- **AUFGABENSTELLUNG**: Nenne bitte alle Gruppen, die der Quelltext unten als Beispiele für Rainer Müllers Engagement in Leipzig aufzählt.
### QUELLTEXT
Leipzig, Herbst 1987. Rainer Müller (21) engagiert sich in verschiedenen Umwelt-, Friedens- und Menschenrechtsgruppen in Leipzig, zum Beispiel im Arbeitskreis Solidarische Kirche, in der Umweltgruppe Borna, der Arbeitsgruppe Menschenrechte um Pfarrer Wonneberger und im Arbeitskreis Gerechtigkeit, zu deren Sprechern er seit 1988 gehört. Er beteiligt sich am Olof-Palme-Friedensmarsch im September 1987 und am Pleiße-Gedenk-Umzug durch die Leipziger Innenstadt am 5. Juni 1988.
Nach den Verhaftungen im Zusammenhang mit der Luxemburg-Liebknecht-Demonstration am 17. Januar 1988 in Ost-Berlin rufen Rainer Müller und andere Leipziger den Sonnabendskreis ins Leben. Dieser soll die Oppositionsgruppen in der ganzen DDR vernetzen und koordinieren. Im Vorfeld der Leipziger Luxemburg-Liebknecht-Demonstration im Januar 1989 wird Rainer Müller wegen geplanter oppositioneller Aktionen verhaftet.
######
### BEREITGESTELLTE DATEN
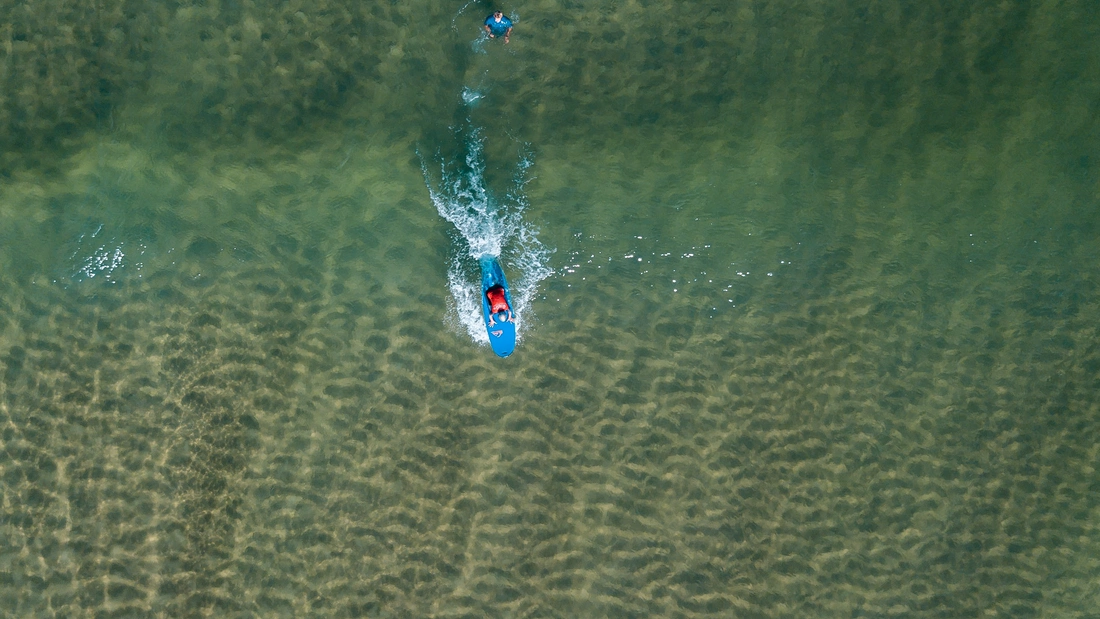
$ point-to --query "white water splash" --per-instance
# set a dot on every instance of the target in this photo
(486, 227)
######
### BEREITGESTELLTE DATEN
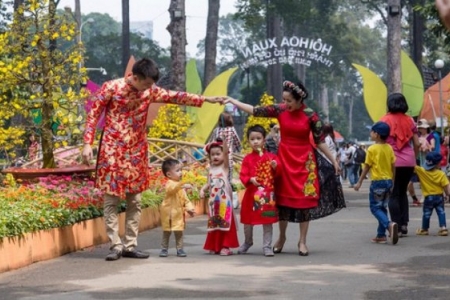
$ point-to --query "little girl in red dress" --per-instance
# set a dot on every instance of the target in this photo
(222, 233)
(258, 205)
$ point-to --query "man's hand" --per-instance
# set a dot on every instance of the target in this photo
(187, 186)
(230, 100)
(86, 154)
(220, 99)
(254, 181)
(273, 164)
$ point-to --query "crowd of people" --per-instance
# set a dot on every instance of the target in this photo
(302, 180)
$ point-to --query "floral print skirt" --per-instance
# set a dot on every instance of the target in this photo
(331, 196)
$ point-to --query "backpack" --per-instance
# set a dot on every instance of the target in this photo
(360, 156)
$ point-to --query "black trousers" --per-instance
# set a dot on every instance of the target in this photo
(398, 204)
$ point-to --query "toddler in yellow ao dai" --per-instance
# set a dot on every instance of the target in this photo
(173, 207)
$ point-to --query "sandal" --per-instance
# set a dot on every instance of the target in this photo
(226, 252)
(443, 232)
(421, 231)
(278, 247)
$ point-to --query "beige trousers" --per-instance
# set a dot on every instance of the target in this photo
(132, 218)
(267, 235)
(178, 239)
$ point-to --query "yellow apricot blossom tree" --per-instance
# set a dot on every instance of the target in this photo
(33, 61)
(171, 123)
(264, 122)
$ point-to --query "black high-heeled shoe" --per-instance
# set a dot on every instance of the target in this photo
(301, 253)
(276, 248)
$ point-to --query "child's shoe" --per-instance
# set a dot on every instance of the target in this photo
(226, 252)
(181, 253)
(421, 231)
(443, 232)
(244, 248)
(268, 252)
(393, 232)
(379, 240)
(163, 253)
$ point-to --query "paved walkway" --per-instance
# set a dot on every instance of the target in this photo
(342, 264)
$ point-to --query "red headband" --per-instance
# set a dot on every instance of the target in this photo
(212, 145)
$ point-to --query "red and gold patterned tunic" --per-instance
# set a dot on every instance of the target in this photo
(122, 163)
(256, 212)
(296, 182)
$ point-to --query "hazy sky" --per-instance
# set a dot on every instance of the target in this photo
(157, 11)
######
- **ANTWORT**:
- Arbeitskreis Solidarische Kirche
- Umweltgruppe Borna
- Arbeitsgruppe Menschenrechte um Pfarrer Wonneberger
- Arbeitskreis Gerechtigkeit